■ GIVEN DATA ■

****************************************

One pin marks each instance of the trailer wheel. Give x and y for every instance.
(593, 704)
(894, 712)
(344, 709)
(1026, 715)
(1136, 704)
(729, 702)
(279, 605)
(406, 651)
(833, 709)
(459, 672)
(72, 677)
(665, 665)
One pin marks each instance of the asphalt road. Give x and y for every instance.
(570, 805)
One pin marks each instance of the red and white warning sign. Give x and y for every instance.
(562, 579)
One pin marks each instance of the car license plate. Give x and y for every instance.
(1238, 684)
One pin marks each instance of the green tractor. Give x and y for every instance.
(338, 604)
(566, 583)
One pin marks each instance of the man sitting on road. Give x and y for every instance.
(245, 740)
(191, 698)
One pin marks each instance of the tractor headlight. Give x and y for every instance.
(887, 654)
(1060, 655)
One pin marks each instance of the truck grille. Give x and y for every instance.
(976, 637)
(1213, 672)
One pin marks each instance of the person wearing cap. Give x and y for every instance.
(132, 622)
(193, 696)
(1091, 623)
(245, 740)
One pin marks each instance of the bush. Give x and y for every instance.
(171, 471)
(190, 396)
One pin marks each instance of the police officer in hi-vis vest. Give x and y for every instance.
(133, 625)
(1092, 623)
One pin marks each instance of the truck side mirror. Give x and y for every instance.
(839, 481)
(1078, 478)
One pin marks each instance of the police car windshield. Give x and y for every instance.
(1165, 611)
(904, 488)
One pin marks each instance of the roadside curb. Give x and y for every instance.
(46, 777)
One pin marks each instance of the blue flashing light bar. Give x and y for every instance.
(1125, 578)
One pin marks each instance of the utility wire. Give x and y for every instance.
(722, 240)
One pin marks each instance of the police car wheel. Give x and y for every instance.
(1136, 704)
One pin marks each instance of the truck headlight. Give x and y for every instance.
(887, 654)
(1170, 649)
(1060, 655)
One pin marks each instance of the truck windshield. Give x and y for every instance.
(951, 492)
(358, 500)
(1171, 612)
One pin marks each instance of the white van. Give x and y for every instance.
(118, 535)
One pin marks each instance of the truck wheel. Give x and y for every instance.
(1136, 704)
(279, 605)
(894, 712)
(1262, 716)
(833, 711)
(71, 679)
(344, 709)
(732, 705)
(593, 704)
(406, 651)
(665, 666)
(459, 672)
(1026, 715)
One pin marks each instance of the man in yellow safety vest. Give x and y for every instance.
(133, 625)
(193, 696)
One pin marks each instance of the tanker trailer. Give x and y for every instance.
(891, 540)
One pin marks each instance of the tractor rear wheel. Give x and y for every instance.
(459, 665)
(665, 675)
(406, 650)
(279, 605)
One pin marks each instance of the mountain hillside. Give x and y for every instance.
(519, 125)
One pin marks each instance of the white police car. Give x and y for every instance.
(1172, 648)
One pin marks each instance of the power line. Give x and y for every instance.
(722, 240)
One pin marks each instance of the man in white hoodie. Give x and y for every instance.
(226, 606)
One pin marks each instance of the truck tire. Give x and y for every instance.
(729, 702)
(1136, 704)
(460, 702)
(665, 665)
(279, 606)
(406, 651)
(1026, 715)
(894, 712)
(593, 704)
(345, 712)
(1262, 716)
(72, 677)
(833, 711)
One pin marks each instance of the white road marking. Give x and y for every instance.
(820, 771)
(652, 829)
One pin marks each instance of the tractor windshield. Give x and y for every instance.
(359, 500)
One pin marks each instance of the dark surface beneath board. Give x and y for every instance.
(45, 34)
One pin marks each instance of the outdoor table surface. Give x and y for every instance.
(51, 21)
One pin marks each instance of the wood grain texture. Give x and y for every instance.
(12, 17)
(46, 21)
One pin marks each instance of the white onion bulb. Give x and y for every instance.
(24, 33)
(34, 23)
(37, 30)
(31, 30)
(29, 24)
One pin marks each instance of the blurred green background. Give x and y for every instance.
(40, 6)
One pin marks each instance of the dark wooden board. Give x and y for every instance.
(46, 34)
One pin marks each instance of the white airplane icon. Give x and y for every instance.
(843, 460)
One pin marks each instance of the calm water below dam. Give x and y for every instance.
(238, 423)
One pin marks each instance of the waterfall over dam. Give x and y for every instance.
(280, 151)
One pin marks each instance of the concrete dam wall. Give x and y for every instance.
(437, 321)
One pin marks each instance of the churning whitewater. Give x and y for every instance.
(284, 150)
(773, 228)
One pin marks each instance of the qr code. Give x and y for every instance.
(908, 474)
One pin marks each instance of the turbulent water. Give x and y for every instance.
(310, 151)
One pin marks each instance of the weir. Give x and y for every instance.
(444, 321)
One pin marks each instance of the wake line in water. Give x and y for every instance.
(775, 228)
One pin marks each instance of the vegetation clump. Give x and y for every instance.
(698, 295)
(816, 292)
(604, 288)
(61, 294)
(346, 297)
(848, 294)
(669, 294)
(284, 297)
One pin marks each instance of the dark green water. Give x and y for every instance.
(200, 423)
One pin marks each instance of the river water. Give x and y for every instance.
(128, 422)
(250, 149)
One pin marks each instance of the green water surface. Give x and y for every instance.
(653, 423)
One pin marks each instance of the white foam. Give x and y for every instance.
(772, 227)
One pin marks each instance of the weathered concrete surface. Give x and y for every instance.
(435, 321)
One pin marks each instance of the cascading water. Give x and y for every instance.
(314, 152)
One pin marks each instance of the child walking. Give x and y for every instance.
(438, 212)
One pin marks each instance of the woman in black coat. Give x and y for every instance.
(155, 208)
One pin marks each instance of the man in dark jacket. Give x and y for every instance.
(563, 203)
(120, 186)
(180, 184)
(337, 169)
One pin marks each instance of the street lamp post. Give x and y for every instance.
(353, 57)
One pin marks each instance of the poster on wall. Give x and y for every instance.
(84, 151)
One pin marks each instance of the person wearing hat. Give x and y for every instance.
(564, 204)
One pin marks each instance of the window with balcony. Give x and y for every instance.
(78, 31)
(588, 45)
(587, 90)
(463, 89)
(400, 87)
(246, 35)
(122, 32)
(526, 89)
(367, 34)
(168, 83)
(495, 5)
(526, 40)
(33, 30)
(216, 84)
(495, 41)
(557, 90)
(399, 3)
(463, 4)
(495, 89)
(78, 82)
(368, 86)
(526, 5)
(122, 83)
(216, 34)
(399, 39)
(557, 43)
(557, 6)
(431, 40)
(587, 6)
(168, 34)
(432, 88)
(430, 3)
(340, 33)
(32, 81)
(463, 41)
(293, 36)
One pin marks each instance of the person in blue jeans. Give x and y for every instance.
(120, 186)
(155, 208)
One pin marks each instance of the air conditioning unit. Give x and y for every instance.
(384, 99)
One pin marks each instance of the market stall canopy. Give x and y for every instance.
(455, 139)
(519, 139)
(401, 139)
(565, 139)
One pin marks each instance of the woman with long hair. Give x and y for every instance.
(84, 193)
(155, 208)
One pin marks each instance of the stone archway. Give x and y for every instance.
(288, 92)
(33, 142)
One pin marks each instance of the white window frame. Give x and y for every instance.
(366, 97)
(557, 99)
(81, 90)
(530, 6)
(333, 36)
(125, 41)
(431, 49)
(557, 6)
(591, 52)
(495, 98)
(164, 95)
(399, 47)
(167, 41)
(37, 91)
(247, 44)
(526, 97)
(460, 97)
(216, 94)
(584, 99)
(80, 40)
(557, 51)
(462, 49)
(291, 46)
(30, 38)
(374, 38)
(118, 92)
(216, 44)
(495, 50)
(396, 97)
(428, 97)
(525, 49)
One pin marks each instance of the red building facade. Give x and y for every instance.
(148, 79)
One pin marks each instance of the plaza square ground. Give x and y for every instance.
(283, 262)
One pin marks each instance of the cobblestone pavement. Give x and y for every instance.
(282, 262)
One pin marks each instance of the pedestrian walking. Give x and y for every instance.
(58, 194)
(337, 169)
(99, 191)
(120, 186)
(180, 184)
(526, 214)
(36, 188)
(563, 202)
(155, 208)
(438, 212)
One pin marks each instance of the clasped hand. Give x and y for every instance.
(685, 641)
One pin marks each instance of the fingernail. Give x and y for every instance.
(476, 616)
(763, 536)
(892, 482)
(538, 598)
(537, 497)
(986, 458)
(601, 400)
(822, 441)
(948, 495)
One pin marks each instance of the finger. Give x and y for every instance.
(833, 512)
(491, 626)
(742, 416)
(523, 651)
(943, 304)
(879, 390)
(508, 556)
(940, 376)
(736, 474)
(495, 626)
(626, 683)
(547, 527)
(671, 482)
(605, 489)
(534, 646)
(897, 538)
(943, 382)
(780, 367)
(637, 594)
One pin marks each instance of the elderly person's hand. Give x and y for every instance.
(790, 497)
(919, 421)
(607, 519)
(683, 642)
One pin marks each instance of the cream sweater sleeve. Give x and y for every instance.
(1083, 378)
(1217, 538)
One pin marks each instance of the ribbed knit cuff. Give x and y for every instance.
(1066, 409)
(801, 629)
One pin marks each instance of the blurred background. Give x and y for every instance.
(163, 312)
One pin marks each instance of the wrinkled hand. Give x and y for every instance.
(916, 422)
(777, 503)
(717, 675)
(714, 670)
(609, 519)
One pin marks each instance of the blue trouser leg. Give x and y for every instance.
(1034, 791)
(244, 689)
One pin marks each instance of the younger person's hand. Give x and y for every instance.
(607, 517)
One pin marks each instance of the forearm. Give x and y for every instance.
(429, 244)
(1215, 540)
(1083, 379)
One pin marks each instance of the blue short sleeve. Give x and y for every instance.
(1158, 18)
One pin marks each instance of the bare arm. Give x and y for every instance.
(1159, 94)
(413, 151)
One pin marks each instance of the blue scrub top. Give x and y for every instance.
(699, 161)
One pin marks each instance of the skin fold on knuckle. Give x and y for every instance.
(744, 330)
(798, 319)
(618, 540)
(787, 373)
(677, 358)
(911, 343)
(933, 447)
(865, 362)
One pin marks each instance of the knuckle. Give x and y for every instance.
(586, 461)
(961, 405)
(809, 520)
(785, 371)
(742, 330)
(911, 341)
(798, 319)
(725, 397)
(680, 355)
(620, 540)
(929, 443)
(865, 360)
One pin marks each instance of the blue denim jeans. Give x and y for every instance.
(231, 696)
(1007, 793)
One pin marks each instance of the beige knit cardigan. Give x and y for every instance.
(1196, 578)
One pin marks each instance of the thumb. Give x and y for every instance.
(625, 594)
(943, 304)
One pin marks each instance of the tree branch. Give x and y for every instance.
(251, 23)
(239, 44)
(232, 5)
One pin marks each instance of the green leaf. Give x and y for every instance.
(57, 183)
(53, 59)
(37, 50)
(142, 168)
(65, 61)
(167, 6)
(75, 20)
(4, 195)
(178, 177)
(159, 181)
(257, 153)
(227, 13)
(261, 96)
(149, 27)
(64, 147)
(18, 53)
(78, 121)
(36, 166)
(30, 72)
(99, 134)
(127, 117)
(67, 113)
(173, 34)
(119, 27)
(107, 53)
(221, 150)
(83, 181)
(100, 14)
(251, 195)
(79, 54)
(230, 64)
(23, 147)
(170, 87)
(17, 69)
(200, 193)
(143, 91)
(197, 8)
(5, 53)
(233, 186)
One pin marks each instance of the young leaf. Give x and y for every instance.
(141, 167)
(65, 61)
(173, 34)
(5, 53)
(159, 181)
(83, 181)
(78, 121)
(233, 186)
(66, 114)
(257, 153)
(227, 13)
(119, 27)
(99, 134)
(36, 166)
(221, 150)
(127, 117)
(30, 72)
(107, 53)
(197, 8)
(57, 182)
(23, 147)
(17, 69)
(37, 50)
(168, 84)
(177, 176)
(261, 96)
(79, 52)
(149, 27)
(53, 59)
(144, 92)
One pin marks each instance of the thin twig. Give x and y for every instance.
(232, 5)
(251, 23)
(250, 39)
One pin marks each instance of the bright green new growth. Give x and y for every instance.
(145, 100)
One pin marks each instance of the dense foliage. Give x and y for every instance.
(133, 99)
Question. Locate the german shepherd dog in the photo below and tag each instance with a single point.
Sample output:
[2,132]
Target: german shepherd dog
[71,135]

****************************************

■ PROBLEM TO WORK ON ■
Every line from the one containing "One pin marks each instance of the young leaf." through the last line of the entries must be written out verbatim, and no other line.

■ ANSWER TO THIS EXERCISE ■
One pin marks each instance of the young leaf. Give x and y for every instance.
(141, 167)
(65, 61)
(173, 34)
(5, 53)
(159, 181)
(83, 181)
(78, 121)
(233, 186)
(66, 114)
(257, 153)
(227, 13)
(119, 27)
(99, 134)
(36, 166)
(221, 150)
(127, 117)
(30, 72)
(107, 53)
(197, 8)
(57, 182)
(23, 147)
(17, 69)
(37, 50)
(168, 84)
(177, 176)
(261, 96)
(79, 52)
(149, 27)
(53, 59)
(144, 92)
One pin marks each instance of the thin twig. Give x and y for every instance.
(232, 5)
(251, 23)
(250, 39)
One pin marks each instance of the bright green new growth. Give x and y for every instance.
(145, 100)
One pin marks each instance of the dense foliage. Give x and y for every instance.
(133, 99)
Question. Locate the german shepherd dog in the photo below and tag each instance with a single point.
Sample output:
[2,132]
Target: german shepherd dog
[71,135]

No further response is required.